ENUNCIADO 1
No texto sobre o livro Aleluia!, passe para inglês a frase «Só por uma vez refiro o carácter sombrio do catolicismo em oposição a certas práticas das igrejas neopentecostais.»
ENUNCIADO 2
Prossiga com o texto sobre o livro Aleluia!, começando logo depois da última frase que aparece.

EXCERTO DO TEXTO

Os equívocos de Aleluia!
«Por vezes, o livro incorre em equívocos: o catolicismo não é, em abstracto, mais sombrio do que o protestantismo, depende dos contextos teológicos e geográficos; certas características “neopentecostais” estão bastante presentes em grupos “carismáticos”católicos; e não é mesmo possível tratar como “doutrinariamente sãs” doutrinas tão diferentes como o intelectualismo bíblico dos baptistas e a arenga de televendas de alguns “evangélicos.”»
Pedro Mexia, Expresso
Agradecendo ao Pedro Mexia a leitura que fez do meu livro, Aleluia!, quero, no entanto, discutir estes equívocos em que o livro, de acordo com o crítico, incorre.
Só por uma vez refiro o carácter sombrio do catolicismo em oposição a certas práticas das igrejas neopentecostais. Não digo que o catolicismo é, em abstracto, mais sombrio, até porque falo do “nosso” catolicismo. Ainda assim, poder-se-á argumentar que nem sequer o “nosso” catolicismo é mais sombrio, ou menos, ou outra coisa qualquer, porque haverá sempre uma igreja, um padre ou um fiel que não correspondem a essa descrição. Como é fácil de compreender, isso dificultaria em muito qualquer discussão sobre este tema. Para se perceber então o contexto em que aquela afirmação aparece no livro, transcrevo o excerto: “Não são apenas as gargalhadas no final dos cultos que causam estranheza. Em 2001, o jornal online Urbi et Orbi, da Universidade da Beira Interior, publicou uma reportagem sobre igrejas evangélicas na Covilhã. Uma das fiéis, jovem baterista de 24 anos, dizia que abandonara a Igreja Católica por achar que era «muito monótona. Não podíamos fazer barulho, enquanto aqui há louvor e alegria». À primeira vista pode parecer um motivo fútil, mas esta relação musical com a religião, a intensidade medida pelos decibéis, é cativante porque representa uma forma descontraída e alegre de viver a fé que contrasta com o nosso catolicismo sombrio e punitivo. Contra a depressão, o louvor.”

EXTRATO DE DADOS
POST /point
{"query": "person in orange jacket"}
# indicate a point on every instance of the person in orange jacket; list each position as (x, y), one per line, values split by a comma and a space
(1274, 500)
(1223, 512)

RESPOSTA DO EXERCÍCIO 1
Only once do I mention the somber character of Catholicism in contrast to certain practices of the neo-Pentecostal churches.

RESPOSTA DO EXERCÍCIO 2
Quando Mexia afirma que “certas características neopentecostais [eu diria pentecostais] estão presentes em grupos carismáticos católicos” não sei qual é o equívoco em que o livro incorre. Na página 26 pode ler-se: “Oitenta anos depois, em Portugal, a realidade das Assembleias de Deus afastara-se das origens febris da rua Azusa, numa altura em que o movimento pentescostal continuava a crescer a um ritmo frenético no resto do mundo e acabava por influenciar, de forma mais ou menos directa, outras denominações evangélicas e mesmo algumas correntes carismáticas no interior do catolicismo.”
Quanto ao terceiro equívoco, a expressão “doutrinariamente sãs” [em referência às igrejas evangélicas baptistas] não é um termo para separar os baptistas dos outros mas utilizado internamente quando, por exemplo, um pastor baptista promove alterações na sua igreja que a afastam da “sã doutrina”. Creio que, neste ponto, serão os próprios pastores baptistas as pessoas mais indicadas para explicar o conceito e admito que a minha interpretação possa ser equívoca.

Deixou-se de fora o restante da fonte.